● **Description of the task**: If an entry holds a picture, leave that picture out. Give everything else again exactly.

● **Materials provided**:
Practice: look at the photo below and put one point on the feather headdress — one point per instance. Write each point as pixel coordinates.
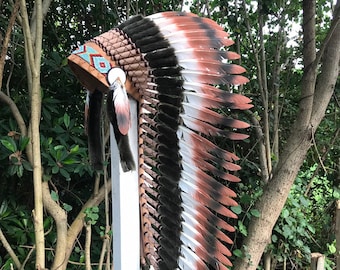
(173, 63)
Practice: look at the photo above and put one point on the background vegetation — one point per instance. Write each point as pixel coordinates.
(268, 36)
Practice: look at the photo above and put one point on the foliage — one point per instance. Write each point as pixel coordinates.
(64, 148)
(300, 230)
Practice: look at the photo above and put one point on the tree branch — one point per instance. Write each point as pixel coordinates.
(60, 218)
(9, 249)
(78, 223)
(7, 38)
(16, 113)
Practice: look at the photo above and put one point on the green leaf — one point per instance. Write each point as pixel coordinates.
(67, 207)
(69, 161)
(10, 144)
(242, 228)
(285, 213)
(236, 209)
(331, 248)
(27, 165)
(65, 174)
(55, 169)
(255, 212)
(66, 120)
(238, 253)
(274, 238)
(23, 143)
(54, 196)
(74, 149)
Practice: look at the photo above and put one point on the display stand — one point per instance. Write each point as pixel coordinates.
(125, 203)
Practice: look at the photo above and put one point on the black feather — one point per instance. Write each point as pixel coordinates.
(94, 130)
(126, 158)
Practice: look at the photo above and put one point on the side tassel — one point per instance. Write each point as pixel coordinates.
(93, 129)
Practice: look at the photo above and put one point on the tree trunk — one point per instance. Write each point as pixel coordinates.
(314, 101)
(337, 234)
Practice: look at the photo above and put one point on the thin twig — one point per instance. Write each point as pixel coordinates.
(9, 249)
(88, 246)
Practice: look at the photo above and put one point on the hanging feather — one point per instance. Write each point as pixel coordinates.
(174, 63)
(93, 114)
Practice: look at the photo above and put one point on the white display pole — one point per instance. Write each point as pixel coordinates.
(125, 203)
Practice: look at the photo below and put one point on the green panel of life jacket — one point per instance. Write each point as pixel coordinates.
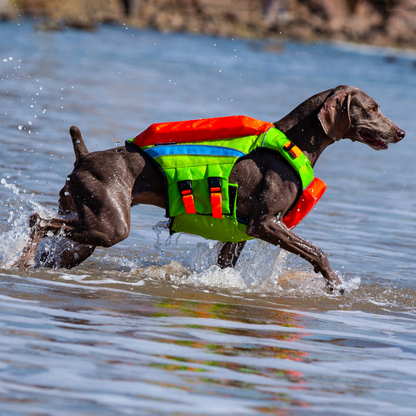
(197, 168)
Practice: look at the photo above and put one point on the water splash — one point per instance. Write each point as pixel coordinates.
(14, 216)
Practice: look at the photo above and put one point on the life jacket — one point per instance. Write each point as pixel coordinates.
(197, 156)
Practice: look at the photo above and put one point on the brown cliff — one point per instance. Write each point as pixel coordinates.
(377, 22)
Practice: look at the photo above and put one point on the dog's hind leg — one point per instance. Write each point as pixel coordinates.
(229, 254)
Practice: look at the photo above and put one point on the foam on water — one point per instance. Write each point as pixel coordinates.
(262, 268)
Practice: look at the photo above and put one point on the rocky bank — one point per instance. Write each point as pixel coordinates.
(375, 22)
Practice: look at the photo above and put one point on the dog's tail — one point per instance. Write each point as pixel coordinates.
(79, 146)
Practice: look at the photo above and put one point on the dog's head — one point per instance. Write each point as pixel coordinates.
(350, 113)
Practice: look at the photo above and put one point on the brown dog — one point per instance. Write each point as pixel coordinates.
(94, 204)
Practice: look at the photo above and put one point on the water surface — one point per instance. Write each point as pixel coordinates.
(152, 326)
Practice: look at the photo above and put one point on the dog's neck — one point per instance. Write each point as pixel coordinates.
(303, 127)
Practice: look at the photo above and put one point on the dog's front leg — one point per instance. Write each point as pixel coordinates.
(275, 232)
(35, 235)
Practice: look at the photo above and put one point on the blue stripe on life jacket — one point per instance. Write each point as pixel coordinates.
(192, 150)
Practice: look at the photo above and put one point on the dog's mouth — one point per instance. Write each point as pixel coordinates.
(368, 138)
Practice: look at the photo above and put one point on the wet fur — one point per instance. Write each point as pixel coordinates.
(95, 203)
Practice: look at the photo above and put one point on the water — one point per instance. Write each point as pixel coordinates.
(151, 326)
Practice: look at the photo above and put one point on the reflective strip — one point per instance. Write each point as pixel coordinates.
(216, 201)
(192, 150)
(188, 201)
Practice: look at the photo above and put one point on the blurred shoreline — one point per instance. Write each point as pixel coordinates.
(383, 23)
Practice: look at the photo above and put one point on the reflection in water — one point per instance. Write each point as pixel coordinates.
(148, 328)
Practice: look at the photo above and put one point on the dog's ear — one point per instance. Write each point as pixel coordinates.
(334, 114)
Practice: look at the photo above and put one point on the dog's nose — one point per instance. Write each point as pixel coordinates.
(400, 134)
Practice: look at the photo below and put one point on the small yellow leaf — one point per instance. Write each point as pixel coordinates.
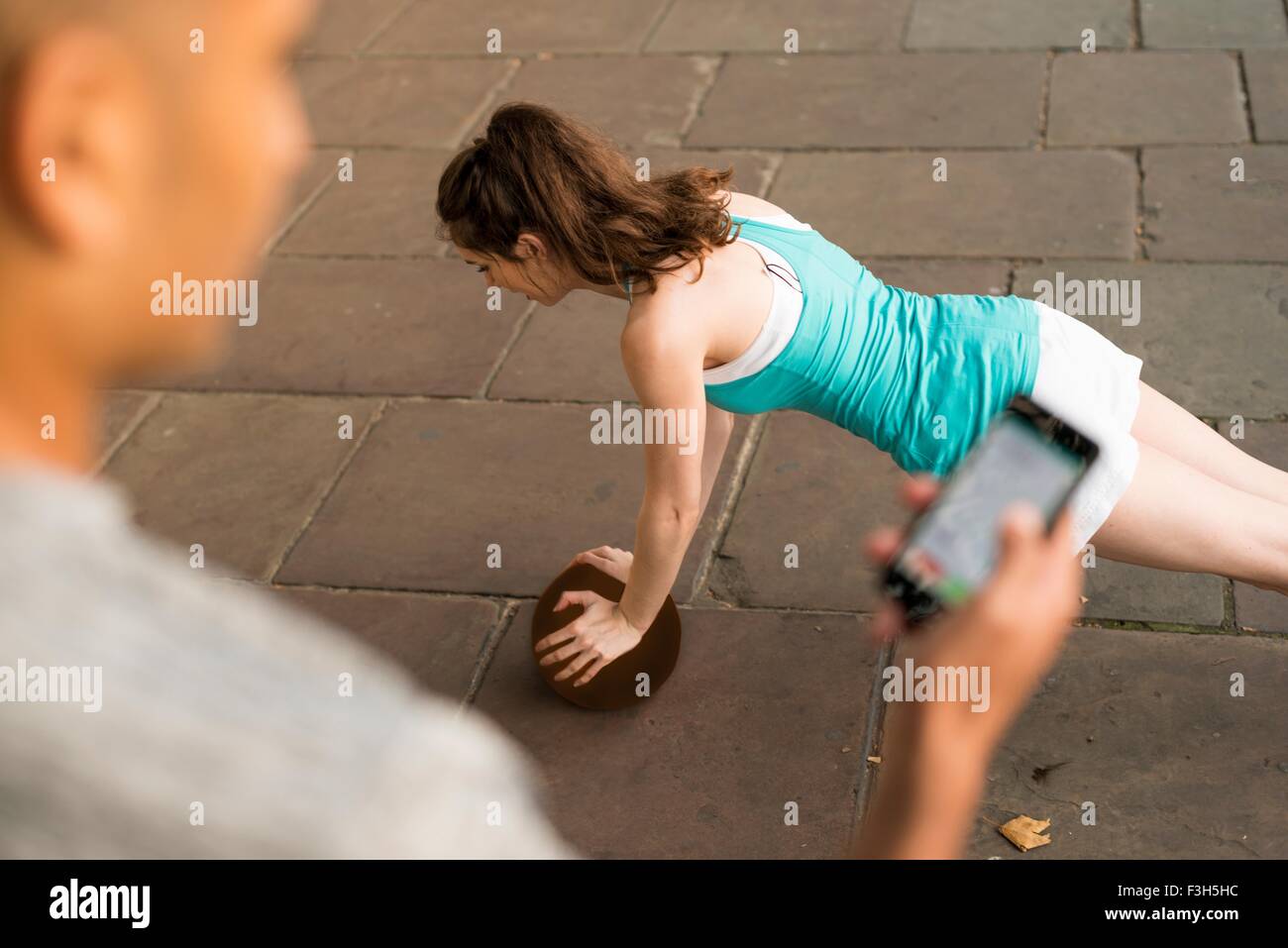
(1025, 832)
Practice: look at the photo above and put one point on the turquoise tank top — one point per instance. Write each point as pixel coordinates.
(918, 376)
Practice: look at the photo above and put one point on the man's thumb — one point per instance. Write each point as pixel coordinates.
(1020, 527)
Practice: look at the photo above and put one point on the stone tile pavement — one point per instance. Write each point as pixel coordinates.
(380, 428)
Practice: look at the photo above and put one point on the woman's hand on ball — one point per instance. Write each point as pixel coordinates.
(593, 639)
(606, 559)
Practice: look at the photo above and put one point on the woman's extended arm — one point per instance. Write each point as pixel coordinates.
(664, 360)
(713, 445)
(664, 357)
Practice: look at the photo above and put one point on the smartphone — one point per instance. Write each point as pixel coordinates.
(951, 548)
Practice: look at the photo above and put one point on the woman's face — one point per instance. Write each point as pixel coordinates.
(535, 274)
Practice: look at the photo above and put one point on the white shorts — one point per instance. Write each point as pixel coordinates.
(1094, 385)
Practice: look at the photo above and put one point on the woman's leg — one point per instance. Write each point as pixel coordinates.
(1173, 517)
(1163, 424)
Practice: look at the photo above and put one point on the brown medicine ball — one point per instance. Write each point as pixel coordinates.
(616, 685)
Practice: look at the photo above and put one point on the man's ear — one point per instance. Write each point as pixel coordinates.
(77, 136)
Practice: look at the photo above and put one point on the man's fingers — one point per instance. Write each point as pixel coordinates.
(919, 491)
(1020, 531)
(880, 544)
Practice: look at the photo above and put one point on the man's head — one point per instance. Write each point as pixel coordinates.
(138, 138)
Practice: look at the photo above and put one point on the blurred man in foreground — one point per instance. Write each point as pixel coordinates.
(218, 727)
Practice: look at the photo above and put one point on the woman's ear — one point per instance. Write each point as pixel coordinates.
(531, 248)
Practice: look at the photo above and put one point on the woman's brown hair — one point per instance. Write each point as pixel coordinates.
(540, 171)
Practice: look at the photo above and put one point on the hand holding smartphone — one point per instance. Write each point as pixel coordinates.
(951, 548)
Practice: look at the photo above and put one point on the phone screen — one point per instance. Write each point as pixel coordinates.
(953, 548)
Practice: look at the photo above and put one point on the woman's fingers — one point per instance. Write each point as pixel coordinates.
(590, 673)
(576, 665)
(559, 653)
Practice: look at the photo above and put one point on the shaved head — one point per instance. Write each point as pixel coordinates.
(129, 153)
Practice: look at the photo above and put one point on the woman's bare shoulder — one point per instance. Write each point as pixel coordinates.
(748, 205)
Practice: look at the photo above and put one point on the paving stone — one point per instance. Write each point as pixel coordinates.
(436, 483)
(751, 170)
(1212, 337)
(759, 26)
(584, 331)
(343, 27)
(879, 101)
(1145, 98)
(1194, 211)
(237, 474)
(437, 639)
(411, 103)
(1258, 609)
(387, 209)
(320, 170)
(820, 488)
(575, 26)
(606, 91)
(1175, 766)
(993, 204)
(1254, 608)
(1131, 592)
(370, 326)
(120, 411)
(1267, 89)
(1018, 24)
(931, 277)
(1197, 24)
(763, 710)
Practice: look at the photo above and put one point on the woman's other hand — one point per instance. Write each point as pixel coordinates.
(606, 559)
(593, 639)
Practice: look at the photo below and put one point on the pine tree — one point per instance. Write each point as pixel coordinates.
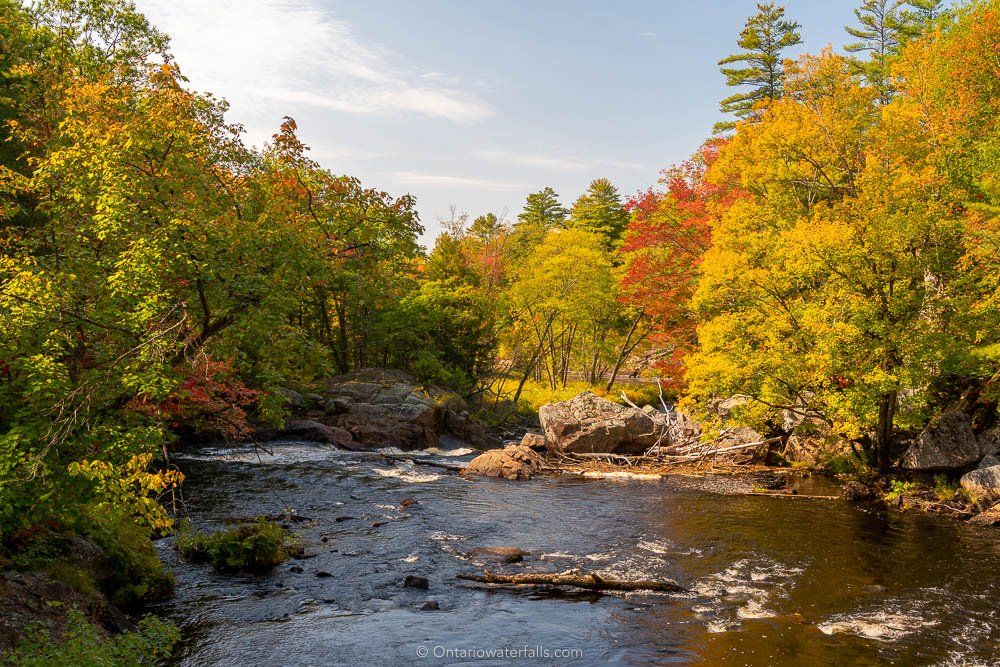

● **Completed task**:
Practice: look at the photo below and put one point on the feather headdress — one point per instance. Write each point as pixel coordinates.
(173, 63)
Practice: look at the photo above and put one point on the background vegetation — one point per instance. Write each point as pixel coordinates.
(268, 36)
Practice: look at the photo above and put one point on the foliage — one point per instance. Write each point as pixel coordinates.
(64, 148)
(300, 230)
Practice: look at the photo above and put one point on the tree branch — one point per instance. Write each point as pixel coordinates.
(60, 218)
(9, 249)
(78, 223)
(7, 38)
(16, 113)
Practice: look at the photo above and put one point on the green leaf — one point per instance. Write each point as pixel coordinates.
(67, 207)
(69, 161)
(10, 144)
(242, 228)
(285, 213)
(236, 209)
(331, 248)
(27, 165)
(65, 174)
(55, 169)
(255, 212)
(66, 120)
(238, 253)
(274, 238)
(23, 143)
(54, 196)
(74, 149)
Practice: look at the photo above and put one point on the display stand — one point per instance. Write each point as pixel coordinates.
(125, 203)
Practice: look at the photo above and put one point on the black feather — one point per instance. Write each point as pixel coordinates.
(94, 130)
(126, 158)
Practice: look at the photo above and put one point on the side tassel — one point per instance. Write each point as pixel coordinates.
(93, 129)
Practice: look at the photo above and put one point on the tree trunk — one point per instance. Write each point as pixel coordinates.
(314, 101)
(337, 234)
Practice: look at the photo above and put one point on the thin twig — one point per instance. Write each point as pixel coordinates.
(9, 249)
(88, 246)
Practice: look at the photo above and put one point on the hanging feather — one point per instance. Write each point as pixel coordinates.
(174, 63)
(93, 114)
Practice: look at the photo above and put one point on the white display pole — one point per instance. Write each point as pixel coordinates.
(125, 203)
Practice: look at the photo below and put one point on the green panel of life jacket — one point per instance. Write each point as pixel coordinates.
(197, 168)
Practice: look at the photo above and put one point on the water splash — one point per instance. Write each point as pixel coordinates.
(14, 216)
Practice: look at the photo above and put one point on the life jacket — one point per instance. Write each point as pixel coordinates.
(197, 156)
Practice: look at the photo above and put one point on the brown cliff — one point per instance. Write each point as pixel coordinates.
(377, 22)
Practice: look at the photo above and put one point on the dog's hind leg — one point per instance. Write each point as pixel coordinates.
(229, 254)
Practice: look at the photo above and put one point on the foam on water — one point per instance. Write each point as pixel coordinates.
(262, 268)
Practice: look at the photo above and put one point on the rocky bank — one point per instance. Write each point as pixel coordinates.
(375, 22)
Practice: look at the photo above and put one point on the dog's tail — one point per instance. Write each point as pixel coordinates.
(79, 146)
Practice: look at the photo above and put one point on the dog's head — one point per instance. Write each point as pixel coordinates.
(350, 113)
Practice: look at the photo above and put one point on the brown dog — one point per instance. Write each point as pixel coordinates.
(94, 204)
Practice: look at the photo above and put one point on the water surface — one point per instance. Write each point as pixel coordinates.
(152, 326)
Practice: look at the photo above and put one point on the dog's neck — one point per instance. Write each point as pixel coordinates.
(303, 127)
Practice: look at the photo above and put one point on the dog's front leg — one point per instance. Write each point as pixel coordinates.
(275, 232)
(35, 235)
Practice: look at the photo above and put one point on the blue stripe on life jacket — one point per instance. Write each point as pixel coordinates.
(192, 150)
Practice: look at the photo above and put one point on the dog's mouth — one point per instance. Write each point as pixel coordinates.
(368, 138)
Practice: look at the photo above and put one point on the wet fur — one point per instance. Write each point as pixel coordinates.
(95, 203)
Practice: look at the photo above and put one point on the water — one point per instance. Write each point as pixel coordinates.
(151, 326)
Practice: look at the photo above and put one point on the reflective strip — one point per instance. Write each point as pixel coordinates.
(216, 201)
(192, 150)
(188, 201)
Practice: look at the photo above and put one point on the blurred shoreline — one point per instance. Write each point as pixel coordinates.
(383, 23)
Practice: look at the photo above and put one point on the reflection in water — one point per instance. Write each point as pixel coordinates.
(148, 328)
Practice: look at the photo above and put one point on the dog's ear — one point per instance. Write each point as pixel coordinates.
(334, 114)
Practice: look at the photo above and put one point on the dog's nose — one point per instance. Write each point as pixel coordinates.
(400, 134)
Practice: look at the photo below and put one point on the small yellow leaf — one point per instance. Write each point as pixel coordinates.
(1025, 832)
Practice: look at the photo above and put one point on the turquoise tank top — one point per instance. Write each point as pixel coordinates.
(918, 376)
Practice: look at the photo above and put one point on the man's thumb — one point per instance. Write each point as pixel coordinates.
(1020, 527)
Practice: look at the photo above and put one point on the stone tile pavement — one point per instance. Write each point as pixel coordinates.
(380, 428)
Practice: look at the photo above and put one point on the woman's hand on ball — one point per instance. Write each point as pixel coordinates.
(593, 639)
(606, 559)
Practice: look at the photo above and put one point on the woman's extended arm — one point per instance. Write each point as pixel coordinates.
(664, 360)
(713, 445)
(664, 357)
Practice: look at the photo above and put one point on the smartphone — one point per instance. Write each point as pixel coordinates.
(951, 548)
Practice: look at the photo above and put one point on the woman's face — one point per instance. Write each point as pixel coordinates.
(535, 274)
Practice: look at the photo above and put one point on the white shorts — one point per instance. Write each point as pixel coordinates.
(1094, 385)
Practice: look at the photo above and put one point on the woman's leg — one point per instance. Write each point as pixel coordinates.
(1173, 517)
(1163, 424)
Practice: look at the photo above and put one point on the brown medicine ball — one point per instance. Write each point as pixel coordinates.
(616, 685)
Practice: look at the photo above and put one point on the man's ear — one point per instance. Write each point as pixel coordinates.
(77, 136)
Practice: look at the photo above and put one point on the man's fingers — one point per instance. Write each point as pixel coordinates.
(919, 491)
(1020, 531)
(880, 544)
Practice: look at the photo above and put one point on the man's head — one point per instance. Write each point as pixel coordinates.
(138, 138)
Practice: look at the photo above and put one point on the blurred man in foreground — one point per instance. Write each point as pixel coordinates.
(218, 727)
Practice: look at the photo above and put one point on the woman's ear — one point per instance. Write each point as pixel coordinates.
(531, 248)
Practice: look at the photo above and put one point on the woman's brown hair — one point per instance. Write each point as pixel coordinates.
(540, 171)
Practice: look at the photo above and put one point on the hand holding smartphone — one point per instance. Write each point as pixel coordinates.
(951, 548)
Practice: look at the photo above and put one point on the phone screen — one point per instance. Write each point as pixel coordinates.
(953, 548)
Practice: look at the photo above and put one point on the woman's fingers — one point per instance. Write each point as pixel coordinates.
(590, 673)
(576, 665)
(559, 653)
Practice: look at the photo above and put one point on the shaved head — one point per instance. Write each point as pixel coordinates.
(129, 153)
Practice: look at the photo above and put one point on the woman's bare shoulder — one point per instance. Write each point as pixel coordinates.
(748, 205)
Practice: look at the photo above and put one point on the paving stone — one point per instance. Write each point as pixel coordinates.
(436, 483)
(751, 170)
(1212, 337)
(759, 26)
(584, 331)
(343, 27)
(879, 101)
(1145, 98)
(1194, 211)
(237, 474)
(437, 639)
(411, 103)
(1258, 609)
(387, 209)
(320, 170)
(820, 488)
(575, 26)
(606, 91)
(1175, 766)
(993, 204)
(1254, 608)
(1131, 592)
(370, 326)
(120, 411)
(1267, 89)
(1018, 24)
(931, 277)
(1197, 24)
(763, 710)
Practice: look at the photo above and put one point on the woman's other hand — one point per instance. Write each point as pixel coordinates.
(606, 559)
(593, 639)
Practice: look at the photo below and put one point on the pine tree — one point per instance. Write each point as pixel coordinates.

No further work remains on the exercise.